** Begin DOCUMENT EXTRACT **

EXHIBIT 4.18

                  AMENDMENT NO. 2 TO THIRD AMENDED AND RESTATED
                        REDUCING REVOLVING LOAN AGREEMENT

         Reference is hereby made to that certain Third Amended and Restated
Reducing Revolving Loan Agreement dated as of August 25, 1999 among Palace
Station Hotel & Casino, Inc., Boulder Station, Inc., Texas Station, Inc., St.
Charles Riverfront Station, Inc., Kansas City Station Corporation and Sunset
Station, Inc. (collectively, the "Borrowers"), Station Casinos, Inc. ("Parent")
(but only for the purpose of making the covenants set forth in Articles 8 and 9
of such Loan Agreement), the Lenders party thereto, Societe Generale, as
Documentation Agent, Bank of Scotland, as Co-Agent, and Bank of America, N.A.,
as Administrative Agent (the "Administrative Agent") (as heretofore amended, the
"Loan Agreement"). Capitalized terms used but not defined herein are used with
the meanings set forth for those terms in the Loan Agreement.

         Borrowers, Parent and the Administrative Agent, acting with the consent
of all of the Lenders pursuant to Section 14.2 of the Loan Agreement, agree as
follows:

1.      AMENDMENT TO SECTION 1.1. Section 1.1 of the Loan Agreement is
amended by (a) striking the words "Parent Leverage Ratio" where they appear
in the second line and in the tabular caption within the definition of
"Applicable Pricing Level," (b) substituting in place of such words in both
such places in the definition of "Applicable Pricing Level" the words "Parent
Funded Debt Ratio" and (c) deleting the definition of "Parent Leverage Ratio"
in its entirety.

2.      AMENDMENT TO SECTION 1.1. Section 1.1 of the Loan Agreement is
further amended by revising the definitions of "Annualized Adjusted EBITDA",
"Reduction Amount" and "Reduction Date" to read, respectively, as follows:

                  "ANNUALIZED ADJUSTED EBITDA" means (a) with respect to Parent
                  or Borrowers and with respect to any fiscal period ending
                  during the period from December 31, 1999 through and including
                  June 30, 2000, the SUM OF (i) the Adjusted EBITDA of Parent or
                  Borrowers (as applicable) for that fiscal period EXCLUDING
                  Adjusted EBITDA of Sunset for that fiscal period PLUS (ii) the
                  Sunset Annualization Amount for that fiscal period and (b)
                  with respect to Parent or Borrower and with respect to any
                  fiscal period ending after June 30, 2000, the Adjusted EBITDA
                  of Parent and Borrowers (as applicable) for that fiscal
                  period. "REDUCTION AMOUNT" means, with respect to each
                  Reduction Date, the amount set forth below opposite such
                  Reduction Date:

                                      -1-


                   Reduction Date                     Amount
                   --------------                     ------

                   September 30, 1999                 $ 7,000,000

                   December 31, 1999                  $12,250,000

                   March 31, 2001
                    and June 30, 2001                 $14,000,000

                   September 30, 2001
                    through September 30, 2002        $17,500,000

                   December 31, 2002
                    through September 30, 2003        $30,625,000

                  "REDUCTION DATE" means (a) September 30, 1999, (b) December
                  31, 1999 and (c) March 1, 2001 and each Quarterly Payment Date
                  thereafter.

** End DOCUMENT EXTRACT **

→ **WRITTEN TASK 1**:
According to the loan agreement amendment, which bank serves as Administrative Agent?
→ **WRITTEN TASK 2**:
State whether each statement below agrees with the loan agreement amendment. Answer yes or no for each and quote the deciding words of the amendment.
(a) Societe Generale acts as Co-Agent.
(b) The definition of "Parent Leverage Ratio" is removed completely.
(c) Parent takes part only to make the covenants in Articles 8 and 9.
→ **WRITTEN TASK 3**:
Write a continuation of the loan agreement amendment, beginning after its final sentence.

** Begin EXCERPTED RECORDS **

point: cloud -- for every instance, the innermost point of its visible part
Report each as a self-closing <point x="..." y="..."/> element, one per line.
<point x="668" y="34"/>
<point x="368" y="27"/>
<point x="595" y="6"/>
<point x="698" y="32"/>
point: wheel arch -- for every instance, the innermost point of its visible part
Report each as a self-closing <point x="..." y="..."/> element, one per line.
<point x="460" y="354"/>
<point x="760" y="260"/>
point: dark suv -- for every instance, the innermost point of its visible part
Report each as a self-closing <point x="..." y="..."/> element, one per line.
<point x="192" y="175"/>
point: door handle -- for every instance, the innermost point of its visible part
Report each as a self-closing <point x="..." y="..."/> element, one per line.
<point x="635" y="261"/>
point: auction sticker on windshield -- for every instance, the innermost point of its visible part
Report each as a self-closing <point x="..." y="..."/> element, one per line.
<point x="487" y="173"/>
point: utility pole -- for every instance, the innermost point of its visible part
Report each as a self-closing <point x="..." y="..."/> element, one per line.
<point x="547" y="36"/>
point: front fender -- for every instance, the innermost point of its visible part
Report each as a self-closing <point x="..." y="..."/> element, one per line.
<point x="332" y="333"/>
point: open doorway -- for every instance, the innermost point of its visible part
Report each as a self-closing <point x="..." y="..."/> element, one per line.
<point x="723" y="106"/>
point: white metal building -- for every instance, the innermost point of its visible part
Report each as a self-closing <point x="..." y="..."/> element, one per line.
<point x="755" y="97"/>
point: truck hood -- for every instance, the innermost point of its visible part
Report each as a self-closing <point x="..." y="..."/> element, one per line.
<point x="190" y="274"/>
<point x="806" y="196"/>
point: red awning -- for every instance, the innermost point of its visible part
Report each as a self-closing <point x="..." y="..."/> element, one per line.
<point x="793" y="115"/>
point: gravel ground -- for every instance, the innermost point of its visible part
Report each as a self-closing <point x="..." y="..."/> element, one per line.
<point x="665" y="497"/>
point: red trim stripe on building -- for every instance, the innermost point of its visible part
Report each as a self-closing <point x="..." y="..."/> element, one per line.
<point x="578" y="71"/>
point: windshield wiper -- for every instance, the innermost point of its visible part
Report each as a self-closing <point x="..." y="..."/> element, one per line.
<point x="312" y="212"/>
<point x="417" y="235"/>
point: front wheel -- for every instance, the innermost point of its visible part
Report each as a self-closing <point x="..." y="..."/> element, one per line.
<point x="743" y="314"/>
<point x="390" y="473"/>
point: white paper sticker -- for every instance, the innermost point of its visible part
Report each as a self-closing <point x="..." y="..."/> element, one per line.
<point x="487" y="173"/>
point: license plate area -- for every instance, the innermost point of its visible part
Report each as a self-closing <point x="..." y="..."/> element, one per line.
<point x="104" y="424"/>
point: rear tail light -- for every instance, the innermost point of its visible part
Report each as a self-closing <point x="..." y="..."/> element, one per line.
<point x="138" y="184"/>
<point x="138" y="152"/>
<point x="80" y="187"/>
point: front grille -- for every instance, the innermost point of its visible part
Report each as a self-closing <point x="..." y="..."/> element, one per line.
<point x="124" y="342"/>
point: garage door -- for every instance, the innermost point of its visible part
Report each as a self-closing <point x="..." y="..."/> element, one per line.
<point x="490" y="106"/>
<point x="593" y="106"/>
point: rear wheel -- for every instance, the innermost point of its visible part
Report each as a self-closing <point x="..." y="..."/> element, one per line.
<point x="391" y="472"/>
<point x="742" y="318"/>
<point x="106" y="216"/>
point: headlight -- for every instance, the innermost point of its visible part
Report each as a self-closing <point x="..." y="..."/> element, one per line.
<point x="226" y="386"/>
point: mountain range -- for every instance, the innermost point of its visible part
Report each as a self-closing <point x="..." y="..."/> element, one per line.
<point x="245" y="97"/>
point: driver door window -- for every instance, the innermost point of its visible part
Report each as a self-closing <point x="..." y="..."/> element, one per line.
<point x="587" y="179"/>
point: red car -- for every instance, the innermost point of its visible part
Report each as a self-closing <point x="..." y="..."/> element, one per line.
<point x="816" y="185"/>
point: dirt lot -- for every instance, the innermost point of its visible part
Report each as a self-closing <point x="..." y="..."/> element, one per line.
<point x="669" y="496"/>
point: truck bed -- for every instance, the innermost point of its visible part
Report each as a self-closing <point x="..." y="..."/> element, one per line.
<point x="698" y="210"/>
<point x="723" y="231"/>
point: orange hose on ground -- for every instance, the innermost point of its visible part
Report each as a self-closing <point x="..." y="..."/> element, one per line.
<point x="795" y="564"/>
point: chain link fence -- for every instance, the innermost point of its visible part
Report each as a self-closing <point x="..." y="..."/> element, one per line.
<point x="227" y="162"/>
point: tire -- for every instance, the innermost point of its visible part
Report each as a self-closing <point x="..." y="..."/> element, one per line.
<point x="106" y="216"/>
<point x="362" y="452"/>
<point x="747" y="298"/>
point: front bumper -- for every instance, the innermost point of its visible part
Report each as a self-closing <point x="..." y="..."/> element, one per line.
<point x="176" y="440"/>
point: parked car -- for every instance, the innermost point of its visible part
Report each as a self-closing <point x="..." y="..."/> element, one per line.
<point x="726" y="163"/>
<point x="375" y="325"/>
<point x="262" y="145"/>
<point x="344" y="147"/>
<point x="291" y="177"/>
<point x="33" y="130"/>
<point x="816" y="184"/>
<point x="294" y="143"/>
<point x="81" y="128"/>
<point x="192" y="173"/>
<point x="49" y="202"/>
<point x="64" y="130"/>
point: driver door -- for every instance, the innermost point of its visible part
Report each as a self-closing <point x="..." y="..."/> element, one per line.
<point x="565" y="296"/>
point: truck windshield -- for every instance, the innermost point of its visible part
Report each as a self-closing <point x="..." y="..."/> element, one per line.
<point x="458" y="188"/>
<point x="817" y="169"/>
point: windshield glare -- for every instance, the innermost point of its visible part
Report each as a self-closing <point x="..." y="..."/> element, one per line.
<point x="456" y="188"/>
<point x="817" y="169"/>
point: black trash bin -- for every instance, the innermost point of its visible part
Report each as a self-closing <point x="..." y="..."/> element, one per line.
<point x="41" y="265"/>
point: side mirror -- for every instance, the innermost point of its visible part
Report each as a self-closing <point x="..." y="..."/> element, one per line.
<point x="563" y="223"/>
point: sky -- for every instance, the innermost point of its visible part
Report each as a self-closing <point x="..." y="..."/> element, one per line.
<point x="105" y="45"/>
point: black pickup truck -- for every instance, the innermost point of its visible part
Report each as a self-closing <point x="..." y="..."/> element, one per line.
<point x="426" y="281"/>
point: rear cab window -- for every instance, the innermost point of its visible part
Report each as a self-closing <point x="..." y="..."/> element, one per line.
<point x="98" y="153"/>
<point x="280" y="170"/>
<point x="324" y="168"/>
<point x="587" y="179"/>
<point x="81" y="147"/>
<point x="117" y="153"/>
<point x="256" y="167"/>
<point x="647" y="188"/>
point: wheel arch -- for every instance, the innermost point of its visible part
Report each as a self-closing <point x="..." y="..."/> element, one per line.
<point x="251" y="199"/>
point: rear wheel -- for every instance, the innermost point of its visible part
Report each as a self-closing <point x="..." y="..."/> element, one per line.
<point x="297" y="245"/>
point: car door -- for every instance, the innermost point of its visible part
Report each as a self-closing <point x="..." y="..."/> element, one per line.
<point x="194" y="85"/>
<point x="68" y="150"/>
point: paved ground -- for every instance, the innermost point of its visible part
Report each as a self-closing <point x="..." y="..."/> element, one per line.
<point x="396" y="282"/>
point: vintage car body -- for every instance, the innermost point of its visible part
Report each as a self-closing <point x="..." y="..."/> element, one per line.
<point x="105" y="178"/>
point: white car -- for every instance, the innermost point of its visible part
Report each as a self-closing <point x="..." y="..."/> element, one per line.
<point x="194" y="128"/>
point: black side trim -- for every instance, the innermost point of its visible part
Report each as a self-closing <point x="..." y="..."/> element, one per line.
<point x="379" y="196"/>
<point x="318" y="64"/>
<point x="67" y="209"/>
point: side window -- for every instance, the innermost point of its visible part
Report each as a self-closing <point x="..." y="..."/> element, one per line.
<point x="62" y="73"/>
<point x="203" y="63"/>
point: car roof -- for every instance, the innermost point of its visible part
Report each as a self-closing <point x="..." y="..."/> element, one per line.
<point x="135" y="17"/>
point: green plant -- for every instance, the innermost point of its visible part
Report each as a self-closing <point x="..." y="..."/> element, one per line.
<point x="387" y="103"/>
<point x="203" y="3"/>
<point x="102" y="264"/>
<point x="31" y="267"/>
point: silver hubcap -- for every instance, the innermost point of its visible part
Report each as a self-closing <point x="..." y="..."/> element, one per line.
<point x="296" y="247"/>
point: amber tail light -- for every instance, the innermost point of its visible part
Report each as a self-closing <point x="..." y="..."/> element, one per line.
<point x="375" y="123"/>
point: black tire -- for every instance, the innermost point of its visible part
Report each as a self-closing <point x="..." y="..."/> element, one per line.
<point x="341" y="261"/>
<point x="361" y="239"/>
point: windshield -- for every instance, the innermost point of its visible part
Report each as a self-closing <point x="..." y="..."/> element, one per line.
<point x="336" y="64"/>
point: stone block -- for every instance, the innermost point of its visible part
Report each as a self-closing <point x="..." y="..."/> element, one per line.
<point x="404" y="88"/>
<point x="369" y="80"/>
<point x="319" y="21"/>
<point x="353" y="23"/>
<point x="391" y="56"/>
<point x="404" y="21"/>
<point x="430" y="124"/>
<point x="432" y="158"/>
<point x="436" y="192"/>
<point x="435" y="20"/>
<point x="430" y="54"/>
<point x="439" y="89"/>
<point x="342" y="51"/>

** End EXCERPTED RECORDS **

→ **RESULT 1**:
Bank of America, N.A.

→ **RESULT 2**:
(a) No: "Societe Generale, as Documentation Agent"
(b) Yes: "deleting the definition of "Parent Leverage Ratio" in its entirety"
(c) Yes: "but only for the purpose of making the covenants set forth in Articles 8 and 9"

→ **RESULT 3**:
3.      AMENDMENT TO SECTION 1.1. Section 1.1 of the Loan Agreement is
further amended by (a) deleting the definition of "Annualization Amount"
therein contained and (b) adding the following new definition at the
appropriate alphabetical place:

                  "SUNSET ANNUALIZATION AMOUNT" means (a) for the fiscal period
                  consisting of the four (4) Fiscal Quarters ending December 31,
                  1999, the Adjusted EBITDA of Sunset for the Fiscal Quarter
                  then ended MULTIPLIED BY four (4), (b) for the fiscal period
                  consisting of the four (4) Fiscal Quarters ending March 31,
                  2000, the Adjusted EBITDA of Sunset for the two (2) Fiscal
                  Quarters then ended MULTIPLIED BY two (2) and (c) for the
                  fiscal period consisting of the four (4) Fiscal Quarters
                  ending June 30, 2000, the Adjusted EBITDA of Sunset for the
                  three (3) Fiscal Quarters then ended MULTIPLIED BY four thirds
                  (4/3).

4.      WAIVER OF SECTION 6.1. Section 6.1 of the Loan Agreement is hereby
waived as respects its application to the Disposition of the vessel now
located at St. Charles, Missouri known as "Station Casino Belle"; PROVIDED
that such Disposition is to a Person that is not an Affiliate of Parent.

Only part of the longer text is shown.